> _Problem_:
A faithful copy of every entry, with the pictures removed, is what is needed here.

> _Supplied data_:
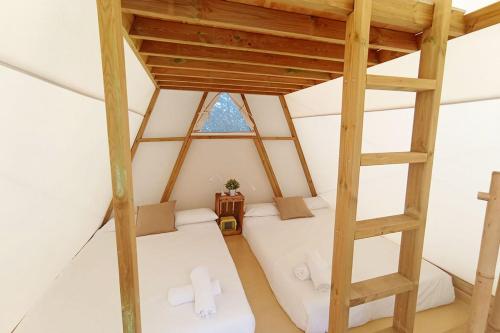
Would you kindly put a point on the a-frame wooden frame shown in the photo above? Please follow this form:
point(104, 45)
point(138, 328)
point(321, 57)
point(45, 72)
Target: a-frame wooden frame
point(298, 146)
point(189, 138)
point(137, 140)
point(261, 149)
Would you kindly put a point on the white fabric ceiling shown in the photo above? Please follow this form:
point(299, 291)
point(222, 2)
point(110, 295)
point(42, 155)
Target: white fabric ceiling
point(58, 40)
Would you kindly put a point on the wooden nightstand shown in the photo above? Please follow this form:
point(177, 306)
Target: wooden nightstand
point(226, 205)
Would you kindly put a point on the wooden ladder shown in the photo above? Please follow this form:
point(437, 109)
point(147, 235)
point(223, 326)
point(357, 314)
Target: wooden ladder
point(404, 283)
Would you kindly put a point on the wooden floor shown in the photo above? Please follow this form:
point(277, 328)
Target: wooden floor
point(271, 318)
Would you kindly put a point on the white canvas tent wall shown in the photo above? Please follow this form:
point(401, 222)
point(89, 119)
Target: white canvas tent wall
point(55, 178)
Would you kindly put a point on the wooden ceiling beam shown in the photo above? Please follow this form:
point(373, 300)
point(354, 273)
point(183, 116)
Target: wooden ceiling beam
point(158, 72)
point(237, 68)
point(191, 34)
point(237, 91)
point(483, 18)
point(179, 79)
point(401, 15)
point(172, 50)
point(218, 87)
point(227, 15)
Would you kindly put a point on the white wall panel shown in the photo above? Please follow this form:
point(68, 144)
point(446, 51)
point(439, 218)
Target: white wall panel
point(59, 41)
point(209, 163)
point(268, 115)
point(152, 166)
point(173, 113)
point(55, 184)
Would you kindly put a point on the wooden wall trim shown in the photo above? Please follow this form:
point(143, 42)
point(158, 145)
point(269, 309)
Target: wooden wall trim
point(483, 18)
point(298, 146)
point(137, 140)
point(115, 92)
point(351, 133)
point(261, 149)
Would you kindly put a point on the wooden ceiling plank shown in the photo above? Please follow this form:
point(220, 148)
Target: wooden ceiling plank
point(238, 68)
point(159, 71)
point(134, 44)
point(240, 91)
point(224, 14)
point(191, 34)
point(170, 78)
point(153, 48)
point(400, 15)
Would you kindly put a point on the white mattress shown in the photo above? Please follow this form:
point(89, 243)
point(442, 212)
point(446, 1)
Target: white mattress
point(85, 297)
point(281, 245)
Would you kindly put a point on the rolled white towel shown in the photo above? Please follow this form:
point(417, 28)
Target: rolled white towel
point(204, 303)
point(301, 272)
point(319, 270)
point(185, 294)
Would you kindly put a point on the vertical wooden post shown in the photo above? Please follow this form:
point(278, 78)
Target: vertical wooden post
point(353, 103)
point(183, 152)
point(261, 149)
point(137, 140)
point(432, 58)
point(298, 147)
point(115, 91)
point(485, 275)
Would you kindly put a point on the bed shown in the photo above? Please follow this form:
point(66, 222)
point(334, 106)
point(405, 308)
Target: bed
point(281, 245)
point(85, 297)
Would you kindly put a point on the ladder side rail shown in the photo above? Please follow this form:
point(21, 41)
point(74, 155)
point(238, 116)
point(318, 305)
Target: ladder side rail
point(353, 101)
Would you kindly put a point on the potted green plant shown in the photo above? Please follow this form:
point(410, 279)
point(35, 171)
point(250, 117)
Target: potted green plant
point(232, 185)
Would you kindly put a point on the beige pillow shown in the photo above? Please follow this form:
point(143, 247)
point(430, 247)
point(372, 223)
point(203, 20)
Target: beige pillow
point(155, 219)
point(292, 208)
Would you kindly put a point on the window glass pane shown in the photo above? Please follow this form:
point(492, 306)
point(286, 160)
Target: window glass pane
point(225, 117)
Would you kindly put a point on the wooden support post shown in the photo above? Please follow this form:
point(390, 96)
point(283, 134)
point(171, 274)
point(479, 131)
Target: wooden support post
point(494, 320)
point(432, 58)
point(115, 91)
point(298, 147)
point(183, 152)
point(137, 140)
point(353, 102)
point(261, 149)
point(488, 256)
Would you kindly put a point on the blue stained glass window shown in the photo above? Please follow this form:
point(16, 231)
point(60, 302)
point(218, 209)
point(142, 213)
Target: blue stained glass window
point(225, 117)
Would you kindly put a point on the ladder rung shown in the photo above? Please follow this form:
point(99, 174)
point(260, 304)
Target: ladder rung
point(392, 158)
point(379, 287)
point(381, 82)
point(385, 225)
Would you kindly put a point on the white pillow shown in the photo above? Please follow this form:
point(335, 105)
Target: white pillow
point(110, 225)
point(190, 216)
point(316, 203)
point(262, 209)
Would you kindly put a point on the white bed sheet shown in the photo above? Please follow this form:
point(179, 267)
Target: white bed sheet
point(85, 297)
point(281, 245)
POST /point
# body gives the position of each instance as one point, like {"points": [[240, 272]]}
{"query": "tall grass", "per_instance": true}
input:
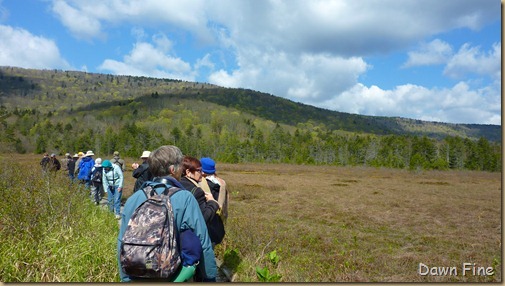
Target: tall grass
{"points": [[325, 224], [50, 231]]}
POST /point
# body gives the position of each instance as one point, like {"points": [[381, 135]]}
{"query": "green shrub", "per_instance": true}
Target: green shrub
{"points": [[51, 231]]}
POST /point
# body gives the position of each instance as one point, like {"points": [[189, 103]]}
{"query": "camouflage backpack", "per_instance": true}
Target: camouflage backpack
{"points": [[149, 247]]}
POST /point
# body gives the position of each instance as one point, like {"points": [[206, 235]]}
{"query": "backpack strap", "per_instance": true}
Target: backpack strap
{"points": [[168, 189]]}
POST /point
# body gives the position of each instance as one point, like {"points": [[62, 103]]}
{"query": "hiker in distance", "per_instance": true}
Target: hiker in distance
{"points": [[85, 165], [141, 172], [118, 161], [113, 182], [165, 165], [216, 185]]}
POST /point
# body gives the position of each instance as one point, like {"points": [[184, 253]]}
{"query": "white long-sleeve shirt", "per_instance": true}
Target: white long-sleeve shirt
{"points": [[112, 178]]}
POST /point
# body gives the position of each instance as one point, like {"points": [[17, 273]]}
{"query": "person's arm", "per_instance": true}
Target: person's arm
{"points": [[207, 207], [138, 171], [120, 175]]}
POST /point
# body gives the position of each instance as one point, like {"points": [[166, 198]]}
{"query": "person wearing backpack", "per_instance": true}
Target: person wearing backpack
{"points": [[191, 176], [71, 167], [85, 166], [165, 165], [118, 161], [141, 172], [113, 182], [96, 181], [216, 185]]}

> _Solution for this problem_:
Would you kindly put a point on the a-frame wooden frame shown in the photo above? Please follow this form:
point(104, 45)
point(138, 328)
point(321, 57)
point(45, 72)
Target: a-frame wooden frame
point(298, 146)
point(189, 138)
point(137, 140)
point(261, 149)
Would you kindly put a point on the white fabric ceiling shown in the photo above? Please follow this form:
point(299, 291)
point(222, 2)
point(110, 295)
point(42, 155)
Target: white fabric ceiling
point(58, 40)
Would you kindly put a point on the wooden nightstand shown in the photo above? Please follow this form:
point(177, 306)
Target: wooden nightstand
point(226, 205)
Would you kindly put a point on the wooden ladder shown in the photo above? Please follow this form:
point(437, 109)
point(147, 235)
point(223, 326)
point(357, 314)
Target: wooden ladder
point(404, 283)
Would you kindly put a point on the wooden floor shown in the photo above? Please follow this form:
point(277, 328)
Target: wooden floor
point(271, 318)
Would you kindly put a point on the white canvas tent wall shown in the photo above? Please follow this form:
point(401, 222)
point(89, 119)
Target: white canvas tent wall
point(55, 178)
Would you kindly put a point on the wooden ceiling beam shown in the photo above? Please follow this form:
point(373, 300)
point(354, 273)
point(183, 116)
Target: wooden ceiling beam
point(158, 72)
point(237, 68)
point(191, 34)
point(237, 91)
point(483, 18)
point(179, 79)
point(401, 15)
point(172, 50)
point(218, 87)
point(227, 15)
Would you kindly put a point on the white wall panel shown in the photo above? Please follow this form:
point(68, 144)
point(446, 51)
point(439, 218)
Target: white wall panel
point(59, 41)
point(209, 163)
point(268, 115)
point(152, 166)
point(173, 113)
point(55, 184)
Would you kindly put a point on the wooden wall trim shown in the photo above? Please follow this form:
point(143, 42)
point(158, 145)
point(269, 309)
Target: wooden wall trim
point(483, 18)
point(298, 146)
point(137, 140)
point(115, 92)
point(351, 133)
point(261, 149)
Would you kindly put a point on the wooden ceiling plank shown in the photo above? Please follow this form:
point(220, 148)
Target: wooden ceiling plank
point(238, 68)
point(159, 71)
point(134, 44)
point(240, 91)
point(224, 14)
point(191, 34)
point(170, 78)
point(153, 48)
point(400, 15)
Would you kindly put a point on the white mattress shown in the photo above? Please follow this form:
point(89, 243)
point(442, 212)
point(446, 1)
Target: white mattress
point(85, 297)
point(281, 245)
Would you kindly put a point on the rolled white towel shown in the photo above? Please follow this form:
point(417, 28)
Target: rolled white towel
point(204, 303)
point(301, 272)
point(319, 270)
point(185, 294)
Would you kindly put a point on the vertical wooden post shown in the photo above? Please follow this form:
point(278, 78)
Target: vertical wooden post
point(353, 103)
point(183, 152)
point(261, 149)
point(137, 140)
point(432, 58)
point(298, 147)
point(115, 91)
point(485, 275)
Would you kindly put a point on the bed shown in the photo above? Please follow this form:
point(66, 222)
point(334, 106)
point(405, 308)
Target: bed
point(281, 245)
point(85, 297)
Would you kindly put a point on the ladder side rail shown in the photo above? Please follow this form:
point(21, 41)
point(74, 155)
point(238, 116)
point(318, 305)
Target: ladder side rail
point(353, 101)
Would you kindly put a point on the potted green plant shown in the photo above? Please follow this form:
point(410, 279)
point(35, 171)
point(250, 117)
Target: potted green plant
point(232, 185)
Would you kindly put a point on the beige pillow shown in the photo above? Please follow this form:
point(143, 247)
point(430, 247)
point(372, 223)
point(203, 20)
Target: beige pillow
point(155, 219)
point(292, 208)
Would you kindly put a point on the window glass pane shown in the photo above? Please follow this form:
point(492, 306)
point(286, 160)
Target: window glass pane
point(225, 117)
Would you kindly put a point on the wooden support post shown in the photo above? Please follow this form:
point(390, 96)
point(283, 134)
point(171, 274)
point(479, 131)
Target: wooden support post
point(494, 320)
point(432, 58)
point(115, 91)
point(298, 147)
point(183, 152)
point(137, 140)
point(353, 102)
point(261, 149)
point(488, 256)
Would you kindly put a point on the blue stained glass window shown in the photo above? Please follow this form:
point(16, 231)
point(60, 302)
point(218, 209)
point(142, 213)
Target: blue stained glass window
point(225, 117)
Would you kindly put a point on the ladder rung shown in the photo above? Please follow this form:
point(99, 174)
point(260, 304)
Target: ladder rung
point(392, 158)
point(379, 287)
point(381, 82)
point(385, 225)
Would you kindly put a point on the white pillow shown in the photo above? Please follow this form:
point(335, 105)
Target: white pillow
point(110, 225)
point(190, 216)
point(316, 203)
point(262, 209)
Would you kindly put a point on the white bed sheet shown in the photo above? Please follow this form:
point(179, 267)
Target: white bed sheet
point(85, 297)
point(281, 245)
POST /point
# body gives the position of each instance as one point, like {"points": [[240, 272]]}
{"query": "tall grass", "per_instance": true}
input:
Target: tall grass
{"points": [[325, 224], [50, 231]]}
POST /point
# body gives the position of each instance as one point, like {"points": [[381, 135]]}
{"query": "green shrub", "per_instance": true}
Target: green shrub
{"points": [[51, 231]]}
POST /point
# body gives the position of each instance as one point, like {"points": [[189, 103]]}
{"query": "camouflage backpack", "per_instance": true}
Target: camouflage backpack
{"points": [[149, 247]]}
POST /point
# body gives the position of each instance as one point, like {"points": [[206, 235]]}
{"query": "backpack strap", "per_instance": true}
Target: backpack strap
{"points": [[168, 189]]}
POST /point
# body gives the position of each instance as one point, like {"points": [[62, 103]]}
{"query": "hiker in distance", "per_instance": true}
Target: hiker in distance
{"points": [[85, 165], [141, 172], [118, 161], [113, 182], [165, 165], [216, 185]]}
POST /point
# body gives the position of each instance as one point, like {"points": [[184, 253]]}
{"query": "white long-sleeve shirt", "per_instance": true}
Target: white long-sleeve shirt
{"points": [[112, 178]]}
POST /point
# body gives the position of each instance as one point, like {"points": [[17, 273]]}
{"query": "person's arm", "per_instance": true}
Target: person's arm
{"points": [[207, 207], [138, 171], [120, 175]]}
POST /point
# body gives the position of each instance as one point, like {"points": [[166, 198]]}
{"query": "person wearing backpack", "per_instance": true}
Target: person wearing backpack
{"points": [[191, 176], [71, 167], [85, 166], [165, 165], [118, 161], [141, 172], [113, 182], [96, 181], [216, 185]]}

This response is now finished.